>> START

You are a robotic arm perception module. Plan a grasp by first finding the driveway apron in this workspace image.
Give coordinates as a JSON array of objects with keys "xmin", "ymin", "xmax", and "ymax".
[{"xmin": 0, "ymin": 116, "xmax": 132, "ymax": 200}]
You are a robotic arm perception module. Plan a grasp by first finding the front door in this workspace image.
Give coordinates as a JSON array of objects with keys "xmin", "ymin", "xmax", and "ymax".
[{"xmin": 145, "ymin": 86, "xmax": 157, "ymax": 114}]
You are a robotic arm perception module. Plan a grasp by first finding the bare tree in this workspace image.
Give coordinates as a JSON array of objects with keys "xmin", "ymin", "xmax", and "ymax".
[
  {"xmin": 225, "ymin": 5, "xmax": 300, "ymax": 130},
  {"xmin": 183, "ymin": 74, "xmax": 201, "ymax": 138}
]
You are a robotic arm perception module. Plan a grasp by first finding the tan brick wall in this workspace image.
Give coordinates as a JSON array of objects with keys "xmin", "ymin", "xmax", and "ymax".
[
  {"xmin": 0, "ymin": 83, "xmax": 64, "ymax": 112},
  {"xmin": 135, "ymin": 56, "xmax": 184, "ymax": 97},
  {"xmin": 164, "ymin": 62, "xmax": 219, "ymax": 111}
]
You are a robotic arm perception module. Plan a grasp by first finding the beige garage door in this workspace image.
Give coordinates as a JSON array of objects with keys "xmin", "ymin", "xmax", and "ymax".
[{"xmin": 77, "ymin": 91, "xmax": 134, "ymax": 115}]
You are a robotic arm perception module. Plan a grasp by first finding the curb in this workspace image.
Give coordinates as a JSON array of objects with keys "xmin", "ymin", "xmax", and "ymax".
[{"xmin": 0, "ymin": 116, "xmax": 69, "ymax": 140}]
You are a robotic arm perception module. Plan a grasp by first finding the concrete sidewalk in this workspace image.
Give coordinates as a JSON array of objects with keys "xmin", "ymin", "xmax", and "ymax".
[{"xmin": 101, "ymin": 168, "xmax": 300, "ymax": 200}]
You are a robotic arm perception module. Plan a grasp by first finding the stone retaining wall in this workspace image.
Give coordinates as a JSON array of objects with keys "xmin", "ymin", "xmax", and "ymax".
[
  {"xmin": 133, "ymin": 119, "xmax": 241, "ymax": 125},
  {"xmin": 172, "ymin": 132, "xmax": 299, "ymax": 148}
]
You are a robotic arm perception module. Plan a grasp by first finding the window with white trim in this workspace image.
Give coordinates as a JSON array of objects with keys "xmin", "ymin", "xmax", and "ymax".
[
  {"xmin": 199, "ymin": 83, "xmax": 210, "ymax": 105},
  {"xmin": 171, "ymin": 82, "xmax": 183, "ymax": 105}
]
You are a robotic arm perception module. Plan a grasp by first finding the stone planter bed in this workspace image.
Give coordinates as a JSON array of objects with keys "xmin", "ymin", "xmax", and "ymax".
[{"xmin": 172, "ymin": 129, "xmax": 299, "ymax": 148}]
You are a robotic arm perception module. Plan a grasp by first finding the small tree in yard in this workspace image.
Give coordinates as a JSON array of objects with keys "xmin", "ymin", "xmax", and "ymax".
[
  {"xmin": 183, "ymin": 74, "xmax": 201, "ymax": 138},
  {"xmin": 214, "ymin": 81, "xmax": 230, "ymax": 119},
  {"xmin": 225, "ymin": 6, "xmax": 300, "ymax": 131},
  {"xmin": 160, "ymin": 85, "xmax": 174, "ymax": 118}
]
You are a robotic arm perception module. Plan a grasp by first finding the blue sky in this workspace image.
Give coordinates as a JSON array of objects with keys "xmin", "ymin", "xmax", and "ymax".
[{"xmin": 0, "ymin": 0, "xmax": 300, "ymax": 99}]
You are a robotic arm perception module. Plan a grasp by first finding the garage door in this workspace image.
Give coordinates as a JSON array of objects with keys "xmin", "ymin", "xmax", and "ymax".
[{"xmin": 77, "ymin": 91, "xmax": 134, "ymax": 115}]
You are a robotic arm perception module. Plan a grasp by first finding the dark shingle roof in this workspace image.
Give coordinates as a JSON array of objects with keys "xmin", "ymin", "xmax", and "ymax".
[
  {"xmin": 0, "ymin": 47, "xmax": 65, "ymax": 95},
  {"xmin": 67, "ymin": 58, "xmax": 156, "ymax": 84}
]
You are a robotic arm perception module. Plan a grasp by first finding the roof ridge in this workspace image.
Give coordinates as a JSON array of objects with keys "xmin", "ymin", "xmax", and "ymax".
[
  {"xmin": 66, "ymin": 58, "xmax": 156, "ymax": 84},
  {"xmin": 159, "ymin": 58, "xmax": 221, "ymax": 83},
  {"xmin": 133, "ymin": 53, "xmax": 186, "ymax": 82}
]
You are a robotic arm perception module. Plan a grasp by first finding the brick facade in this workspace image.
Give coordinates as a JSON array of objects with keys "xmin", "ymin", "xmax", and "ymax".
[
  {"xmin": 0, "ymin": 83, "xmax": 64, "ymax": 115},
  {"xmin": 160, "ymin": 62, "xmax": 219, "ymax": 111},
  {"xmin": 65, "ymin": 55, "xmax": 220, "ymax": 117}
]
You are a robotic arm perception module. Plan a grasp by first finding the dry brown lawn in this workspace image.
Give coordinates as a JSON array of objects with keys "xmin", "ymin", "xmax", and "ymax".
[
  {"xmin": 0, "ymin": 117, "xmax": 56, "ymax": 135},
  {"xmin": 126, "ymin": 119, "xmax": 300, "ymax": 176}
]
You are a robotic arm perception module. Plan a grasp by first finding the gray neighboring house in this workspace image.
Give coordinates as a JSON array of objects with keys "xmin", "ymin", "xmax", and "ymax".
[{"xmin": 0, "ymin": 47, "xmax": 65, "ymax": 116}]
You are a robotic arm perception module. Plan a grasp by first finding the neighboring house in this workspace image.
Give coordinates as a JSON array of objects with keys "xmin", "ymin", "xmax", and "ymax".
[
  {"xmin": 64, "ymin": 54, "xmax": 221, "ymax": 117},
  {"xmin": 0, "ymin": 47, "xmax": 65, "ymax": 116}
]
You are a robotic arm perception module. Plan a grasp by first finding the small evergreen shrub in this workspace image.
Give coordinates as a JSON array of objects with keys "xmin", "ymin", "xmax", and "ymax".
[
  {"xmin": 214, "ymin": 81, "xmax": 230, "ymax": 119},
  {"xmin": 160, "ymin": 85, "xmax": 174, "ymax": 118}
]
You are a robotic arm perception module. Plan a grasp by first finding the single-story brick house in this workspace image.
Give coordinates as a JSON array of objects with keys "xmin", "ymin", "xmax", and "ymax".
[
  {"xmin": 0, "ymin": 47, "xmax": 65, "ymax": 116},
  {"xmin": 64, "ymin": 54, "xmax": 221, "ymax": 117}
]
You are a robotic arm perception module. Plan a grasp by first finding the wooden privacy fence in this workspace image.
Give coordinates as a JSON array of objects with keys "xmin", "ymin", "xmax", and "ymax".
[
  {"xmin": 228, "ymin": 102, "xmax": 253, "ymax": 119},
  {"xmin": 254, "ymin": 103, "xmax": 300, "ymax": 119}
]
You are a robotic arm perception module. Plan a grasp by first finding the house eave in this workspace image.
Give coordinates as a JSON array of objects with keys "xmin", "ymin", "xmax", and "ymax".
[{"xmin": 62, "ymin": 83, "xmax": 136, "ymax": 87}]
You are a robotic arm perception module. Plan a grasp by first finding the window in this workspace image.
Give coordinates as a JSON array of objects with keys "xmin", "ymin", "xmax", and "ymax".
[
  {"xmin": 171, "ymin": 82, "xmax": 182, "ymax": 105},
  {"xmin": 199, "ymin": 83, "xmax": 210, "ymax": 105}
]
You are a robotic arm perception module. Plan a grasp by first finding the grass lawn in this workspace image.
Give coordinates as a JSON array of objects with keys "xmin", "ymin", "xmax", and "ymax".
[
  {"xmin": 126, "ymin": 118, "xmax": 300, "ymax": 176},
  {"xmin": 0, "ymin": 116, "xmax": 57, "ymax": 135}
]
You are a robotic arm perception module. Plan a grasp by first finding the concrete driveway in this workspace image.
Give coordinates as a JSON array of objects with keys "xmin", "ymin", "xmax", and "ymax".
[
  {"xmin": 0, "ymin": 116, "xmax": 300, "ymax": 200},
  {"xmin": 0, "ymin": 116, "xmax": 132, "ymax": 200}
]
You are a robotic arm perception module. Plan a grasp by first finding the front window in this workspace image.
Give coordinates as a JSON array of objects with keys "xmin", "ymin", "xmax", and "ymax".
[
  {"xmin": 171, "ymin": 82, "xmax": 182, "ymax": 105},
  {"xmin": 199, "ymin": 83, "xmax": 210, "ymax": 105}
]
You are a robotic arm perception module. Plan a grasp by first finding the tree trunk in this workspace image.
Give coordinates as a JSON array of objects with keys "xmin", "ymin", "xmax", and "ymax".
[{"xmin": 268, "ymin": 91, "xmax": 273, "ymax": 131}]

>> END

=== SET EXERCISE ===
How many lines in the rows above contain the string "door"? Reply with the number only.

=== EXERCISE OUTPUT ===
3